## Provided records

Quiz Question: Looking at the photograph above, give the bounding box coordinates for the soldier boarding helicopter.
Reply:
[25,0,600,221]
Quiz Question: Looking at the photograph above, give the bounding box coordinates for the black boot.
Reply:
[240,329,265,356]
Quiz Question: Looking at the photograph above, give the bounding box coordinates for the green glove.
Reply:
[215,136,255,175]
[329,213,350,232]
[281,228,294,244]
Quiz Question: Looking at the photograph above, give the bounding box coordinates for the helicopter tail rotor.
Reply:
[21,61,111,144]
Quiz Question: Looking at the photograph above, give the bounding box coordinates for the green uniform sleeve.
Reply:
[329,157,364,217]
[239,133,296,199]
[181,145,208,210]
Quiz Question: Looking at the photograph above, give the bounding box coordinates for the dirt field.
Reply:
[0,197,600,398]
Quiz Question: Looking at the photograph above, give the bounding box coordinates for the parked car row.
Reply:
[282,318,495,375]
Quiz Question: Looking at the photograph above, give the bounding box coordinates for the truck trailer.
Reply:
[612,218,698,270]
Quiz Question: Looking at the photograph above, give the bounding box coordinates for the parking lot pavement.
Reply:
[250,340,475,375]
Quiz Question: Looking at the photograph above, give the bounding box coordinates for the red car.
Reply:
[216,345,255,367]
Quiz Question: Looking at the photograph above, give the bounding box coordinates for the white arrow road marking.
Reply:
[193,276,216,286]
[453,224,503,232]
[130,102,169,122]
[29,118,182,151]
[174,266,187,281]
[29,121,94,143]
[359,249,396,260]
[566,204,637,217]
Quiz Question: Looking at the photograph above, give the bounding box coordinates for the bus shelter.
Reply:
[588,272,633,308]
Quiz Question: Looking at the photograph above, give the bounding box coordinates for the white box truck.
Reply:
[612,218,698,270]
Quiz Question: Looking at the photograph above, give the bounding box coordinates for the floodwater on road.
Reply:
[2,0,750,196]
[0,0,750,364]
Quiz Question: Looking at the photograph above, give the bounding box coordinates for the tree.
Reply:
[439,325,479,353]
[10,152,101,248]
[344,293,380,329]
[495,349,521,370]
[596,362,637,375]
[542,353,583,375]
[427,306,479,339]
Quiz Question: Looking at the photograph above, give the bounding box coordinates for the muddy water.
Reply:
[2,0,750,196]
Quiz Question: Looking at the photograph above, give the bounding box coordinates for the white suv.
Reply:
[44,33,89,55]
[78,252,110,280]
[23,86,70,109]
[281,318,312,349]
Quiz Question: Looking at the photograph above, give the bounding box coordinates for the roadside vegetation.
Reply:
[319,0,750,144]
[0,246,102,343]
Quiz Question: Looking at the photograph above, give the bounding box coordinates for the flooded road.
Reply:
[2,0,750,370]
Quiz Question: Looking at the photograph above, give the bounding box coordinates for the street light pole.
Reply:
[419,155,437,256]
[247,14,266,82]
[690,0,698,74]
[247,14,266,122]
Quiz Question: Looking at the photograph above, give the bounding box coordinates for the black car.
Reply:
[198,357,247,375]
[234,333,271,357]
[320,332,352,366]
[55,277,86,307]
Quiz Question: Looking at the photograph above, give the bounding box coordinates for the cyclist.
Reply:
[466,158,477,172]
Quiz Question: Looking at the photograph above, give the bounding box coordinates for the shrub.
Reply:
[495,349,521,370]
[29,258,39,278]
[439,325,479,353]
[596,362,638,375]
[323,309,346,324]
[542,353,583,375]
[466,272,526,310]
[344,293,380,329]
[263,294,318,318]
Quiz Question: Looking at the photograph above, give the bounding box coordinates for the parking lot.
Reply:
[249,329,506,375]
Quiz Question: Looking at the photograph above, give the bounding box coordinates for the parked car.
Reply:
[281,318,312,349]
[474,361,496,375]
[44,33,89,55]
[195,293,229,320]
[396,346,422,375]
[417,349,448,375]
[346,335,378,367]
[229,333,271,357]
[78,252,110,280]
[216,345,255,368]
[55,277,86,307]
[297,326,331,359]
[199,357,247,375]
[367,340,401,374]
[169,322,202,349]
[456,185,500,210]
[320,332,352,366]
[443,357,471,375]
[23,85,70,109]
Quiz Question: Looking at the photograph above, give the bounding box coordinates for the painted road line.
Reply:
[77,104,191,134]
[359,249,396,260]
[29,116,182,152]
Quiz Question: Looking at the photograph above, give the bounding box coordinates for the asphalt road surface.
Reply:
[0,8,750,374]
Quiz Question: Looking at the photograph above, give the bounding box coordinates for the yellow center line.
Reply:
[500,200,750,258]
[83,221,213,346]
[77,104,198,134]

## What the exercise asks
Copy out all of the records above again, swapping each "Reply" for "Response" and keeping everything else the same.

## Answer to this task
Quiz Question: Looking at the photograph above, give the bounding box coordinates for the soldier boarding helicopter.
Response:
[25,0,600,221]
Quiz Question: Looking at the photograph above, give the bounding box coordinates for the black boot.
Response:
[240,329,265,356]
Quiz Question: Looking at the photograph above, give the bounding box coordinates for the green glove.
Response:
[215,136,255,175]
[329,213,350,232]
[281,228,294,244]
Quiz Question: Looking at the photograph above, give the bounding box coordinates for the helicopter tail rotor.
Response:
[21,61,111,144]
Quiz Question: Looking at the photograph above, give the bounding box coordinates for the green uniform sleeve.
Response:
[329,157,364,217]
[239,133,296,199]
[181,145,208,210]
Quiz Question: Looking at the photograph above, give the bounding box coordinates for the dirt field.
Response:
[0,197,600,398]
Quiz Question: Looking at the photograph above, give the bounding box coordinates for the parked car row.
Response:
[282,318,495,375]
Quiz Question: Looking at the photograph above, give the bounding box coordinates for the truck trailer.
Response:
[612,218,698,270]
Quiz Question: Looking at the photograph above, give the bounding box coordinates for the parking lot pavement.
Response:
[250,340,475,375]
Quiz Question: Looking at the photograph above, give the bounding box coordinates for the red car.
Response:
[216,345,255,367]
Quiz Question: Looking at the photograph above, give the bounding box coordinates for the white arrow road marking.
Response:
[193,276,216,286]
[453,224,503,232]
[130,102,169,122]
[29,118,182,151]
[174,266,187,281]
[29,121,94,143]
[359,249,396,260]
[566,204,637,217]
Quiz Question: Looking at the photograph above, give the bounding box coordinates for the bus shelter.
Response:
[588,272,633,308]
Quiz Question: Looking at the photograph above, give the bounding box coordinates for the white box truck.
Response:
[612,218,698,270]
Quiz Question: Looking at the photograph above, give the bounding box coordinates for the floodwater on road.
Response:
[2,0,750,196]
[0,0,750,364]
Quiz Question: Looking at the photograph above, give the bounding box coordinates for the tree.
Response:
[439,325,479,353]
[10,152,101,248]
[344,293,380,329]
[495,349,521,370]
[596,362,637,375]
[542,353,583,375]
[427,306,479,339]
Quiz Question: Looking at the photograph above, give the bounding box coordinates for the muddy water.
Response:
[2,0,750,196]
Quiz Question: Looking at the photograph above, give the bounding box coordinates for the white suv.
Response:
[44,33,89,55]
[78,252,110,280]
[23,86,70,109]
[281,318,312,349]
Quiz Question: Looking at the photograph above, give the bounding box coordinates for the roadside vegetation.
Response:
[319,0,750,144]
[0,246,102,343]
Quiz Question: Looking at the photograph above, give the bounding box coordinates for the flooded road.
Response:
[2,0,750,370]
Quiz Question: Looking at the photograph above, give the bounding box coordinates for the street light pole.
Response:
[419,155,437,256]
[247,14,266,82]
[690,0,698,74]
[247,14,266,122]
Quiz Question: Looking at the photograph above, give the bounding box coordinates for the black car.
Response:
[198,357,247,375]
[234,333,271,357]
[320,332,352,366]
[55,277,86,307]
Quiz Question: Looking at the photograph above, give the bounding box coordinates for the cyclist.
Response:
[466,158,477,172]
Quiz Question: Looking at the photograph above, give the bounding box coordinates for the shrub.
Response:
[495,349,521,370]
[29,258,39,278]
[439,325,479,353]
[596,362,638,375]
[323,309,346,324]
[542,353,583,375]
[466,272,526,310]
[344,293,380,329]
[263,294,318,318]
Quiz Question: Looking at the photograph above, give the bounding box coordinates for the parking lot.
Response:
[249,329,506,375]
Quiz Question: Looking at the photograph above, give the bounding box coordinates for the parked car.
Response:
[281,318,312,349]
[474,361,496,375]
[44,33,89,55]
[195,293,229,320]
[396,346,422,375]
[417,349,448,375]
[346,335,378,367]
[229,333,271,357]
[78,252,110,280]
[216,345,255,368]
[55,277,86,307]
[297,326,331,359]
[199,357,247,375]
[367,340,401,374]
[169,322,202,349]
[456,185,500,210]
[320,332,352,366]
[443,357,471,375]
[23,85,70,109]
Quiz Question: Looking at the photograph above, give the bounding box coordinates for the painted road line.
Response:
[77,104,191,134]
[359,249,396,260]
[29,116,182,152]
Quiz Question: Looking at the photograph above, give the bounding box coordinates for the asphalt road surface.
Response:
[0,8,750,374]
Quiz Question: Looking at the photograph above, give the bounding box coordinates for the yellow center line.
Response:
[500,200,750,258]
[83,221,213,346]
[77,104,198,134]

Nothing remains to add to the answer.